● Aufgaben
**a)** Beantworten Sie zum Interview mit Joschka Fischer kurz:
(i) An welchem Datum ist das Interview erschienen?
(ii) Welches frühere Amt Joschka Fischers wird genannt?
(iii) Wo führt Russland laut Fischer Krieg?
**b)** Schreiben Sie einen Abschnitt aus dem Interview mit Joschka Fischer wortgetreu ab. Setzen Sie bei der Stelle mit „Die Handelskammer Deutschland-Schweiz“ ein und hören Sie nach „Erosionskräfte am Werk?“ auf.
**c)** Schreiben Sie das Interview mit Joschka Fischer im Anschluss an den letzten gezeigten Satz weiter.

6 Fragen an Joschka Fischer
20. Nov 2015, Wirtschaft | Aussenpolitik

6 Fragen an Joschka Fischer

Die Handelskammer Deutschland-Schweiz im Gespräch mit dem ehemaligen deutschen Bundesaussenminister Joschka Fischer über das Zukunftsmodell europäischer Nationalstaat und ein friedliches und einvernehmliches Zusammenleben in Europa.

1. Die EU sieht sich mit grossen Herausforderungen konfrontiert: Erst die Staatsschuldenkrise, nun die Flüchtlingskrise. Dabei vermittelt sie den Eindruck wachsender Differenzen der Staaten untereinander. Sind hier stärker werdende Erosionskräfte am Werk?

FISCHER: In der Tat stellen die Ereignisse spätestens seit dem letzten Jahr die EU vor grosse Herausforderungen. Russland ist zu einer neo-imperialen Grossmachtpolitik zurückgekehrt und führt Krieg im Osten der Ukraine. Der Nahe Osten zerfällt und Syrien leidet unter einem nicht enden wollenden Bürgerkrieg, an dessen Ende mit grosser Wahrscheinlichkeit die Teilung des heutigen Staatsgebietes stehen wird. Und das hat Auswirkungen nicht nur auf Syrien, sondern auch auf alle angrenzen Länder – wie zum Beispiel den Irak. Die Folgen dieses Staatenzerfalls erleben wir nun tagtäglich vor der sprichwörtlich eigenen Haustür.

● Rohdaten
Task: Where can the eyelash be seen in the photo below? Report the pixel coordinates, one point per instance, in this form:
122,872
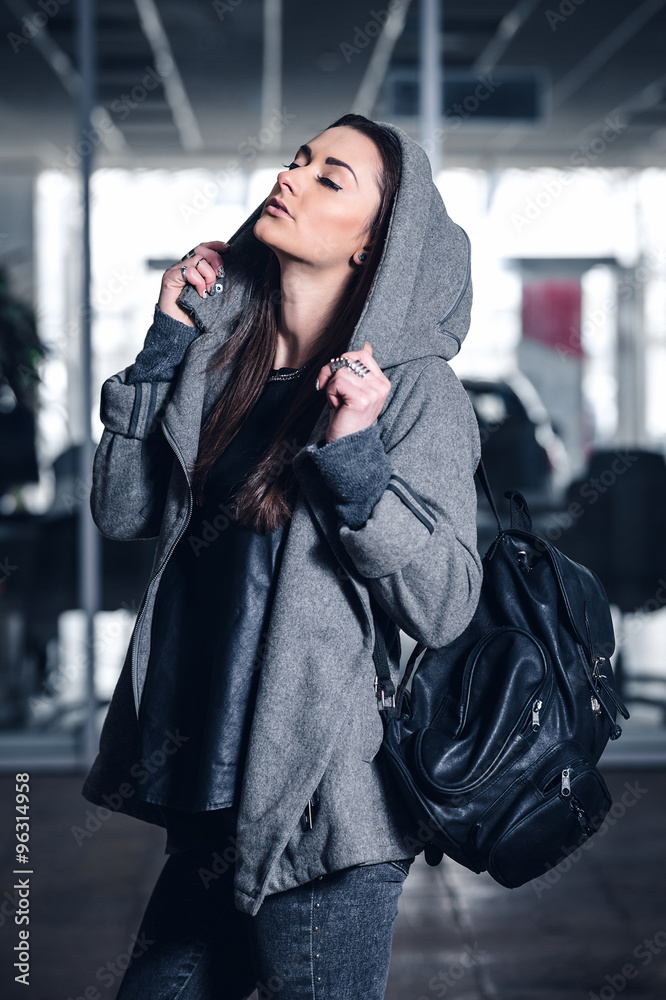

● Lösungen
**a)**
(i) Am 20. Nov 2015
(ii) Deutscher Bundesaussenminister
(iii) Im Osten der Ukraine

**b)**
Die Handelskammer Deutschland-Schweiz im Gespräch mit dem ehemaligen deutschen Bundesaussenminister Joschka Fischer über das Zukunftsmodell europäischer Nationalstaat und ein friedliches und einvernehmliches Zusammenleben in Europa.

1. Die EU sieht sich mit grossen Herausforderungen konfrontiert: Erst die Staatsschuldenkrise, nun die Flüchtlingskrise. Dabei vermittelt sie den Eindruck wachsender Differenzen der Staaten untereinander. Sind hier stärker werdende Erosionskräfte am Werk?

**c)**
Täglich verlassen tausende Flüchtlinge ihre Heimat oder die Flüchtlingscamps im Libanon oder der Türkei, um Schutz und ein menschenwürdiges Leben in Europa zu suchen. Damit steht schon heute fest: Europa und die EU werden sich in der Zusammensetzung ihrer Bevölkerung verändern. Das ist ein Fakt. Zudem hat die Eurozone die langjährige Wirtschafts- und Finanzkrise noch immer nicht ausgestanden.

Beide Krisen – die Finanz- wie die aussenpolitische Krise – zeigen, dass es im europäischen Einigungsprojekt fundamentale innere Fehler gibt. Und damit steht Europa aktuell wieder vor der uralten Frage nach seiner Verfasstheit. Nach der Frage: lose Konföderation oder echte Föderation? Das ist der Kern der Frage, um die sich alles in Europa dreht. Dass bei einer solchen Frage Flieh- und Erosionskräfte am Werk sind, liegt in der Natur der Sache. Aber, wir müssen uns dieser Frage nun endlich mit all ihren Konsequenzen stellen. Und da vermisse ich persönlich schon länger den politischen Gestaltungswillen der handelnden Akteure.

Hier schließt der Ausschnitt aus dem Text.